* _Written request_
Update the rows below by changing each "spot" to "find" and leaving every other part unchanged.

* _Material for the task_
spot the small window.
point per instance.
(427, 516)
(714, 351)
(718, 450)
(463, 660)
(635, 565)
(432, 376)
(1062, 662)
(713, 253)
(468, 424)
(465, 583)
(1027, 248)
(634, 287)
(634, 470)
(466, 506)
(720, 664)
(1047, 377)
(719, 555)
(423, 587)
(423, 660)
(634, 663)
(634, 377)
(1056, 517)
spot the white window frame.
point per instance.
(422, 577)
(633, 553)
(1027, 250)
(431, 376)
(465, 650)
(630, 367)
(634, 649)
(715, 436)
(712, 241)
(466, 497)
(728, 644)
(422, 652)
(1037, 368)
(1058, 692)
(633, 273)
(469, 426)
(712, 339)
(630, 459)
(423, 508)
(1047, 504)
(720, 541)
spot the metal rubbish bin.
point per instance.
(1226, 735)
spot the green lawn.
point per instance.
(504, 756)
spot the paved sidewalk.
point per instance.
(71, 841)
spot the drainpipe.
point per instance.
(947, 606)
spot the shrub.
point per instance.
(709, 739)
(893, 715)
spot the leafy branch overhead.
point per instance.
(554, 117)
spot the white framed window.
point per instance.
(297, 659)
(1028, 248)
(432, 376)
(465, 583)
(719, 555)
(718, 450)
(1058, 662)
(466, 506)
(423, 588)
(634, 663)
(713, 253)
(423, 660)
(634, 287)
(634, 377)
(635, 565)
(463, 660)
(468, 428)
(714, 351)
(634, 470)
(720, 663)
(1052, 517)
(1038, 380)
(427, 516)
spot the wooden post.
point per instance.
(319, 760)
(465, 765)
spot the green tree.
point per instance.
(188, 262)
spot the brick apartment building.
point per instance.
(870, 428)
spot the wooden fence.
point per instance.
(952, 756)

* _Result of the exercise_
find the small window.
point per instance.
(427, 516)
(714, 351)
(718, 450)
(463, 660)
(635, 565)
(432, 376)
(1062, 662)
(713, 253)
(468, 424)
(465, 583)
(1027, 248)
(634, 287)
(634, 470)
(466, 506)
(720, 664)
(1047, 377)
(719, 555)
(423, 587)
(423, 660)
(634, 663)
(634, 377)
(1056, 517)
find the white window frame.
point per instance.
(422, 577)
(633, 553)
(1027, 250)
(431, 376)
(465, 650)
(630, 367)
(634, 649)
(715, 436)
(712, 241)
(466, 497)
(728, 644)
(422, 652)
(1037, 368)
(1058, 692)
(633, 273)
(469, 426)
(712, 339)
(630, 459)
(423, 508)
(1047, 504)
(720, 541)
find the metal rubbish bin.
point per instance.
(1226, 735)
find the green lawn.
point per instance.
(504, 756)
find the paved sidewalk.
point per instance.
(71, 841)
find the drainpipe.
point per instance.
(947, 606)
find the shrub.
point per instance.
(709, 739)
(893, 715)
find the leafy branch overhead.
point per instance.
(554, 117)
find the white framed window.
point per instance.
(297, 659)
(1028, 248)
(432, 376)
(465, 583)
(719, 555)
(718, 450)
(1058, 662)
(466, 506)
(423, 588)
(634, 663)
(713, 253)
(423, 660)
(634, 287)
(634, 377)
(635, 565)
(463, 660)
(468, 428)
(714, 351)
(634, 470)
(720, 663)
(1052, 517)
(1038, 380)
(427, 516)
find the wooden post.
point per instance.
(319, 760)
(465, 765)
find the green tree.
point per instance.
(188, 262)
find the brick apartment building.
point per instance.
(870, 428)
find the wooden fence.
point per instance.
(952, 756)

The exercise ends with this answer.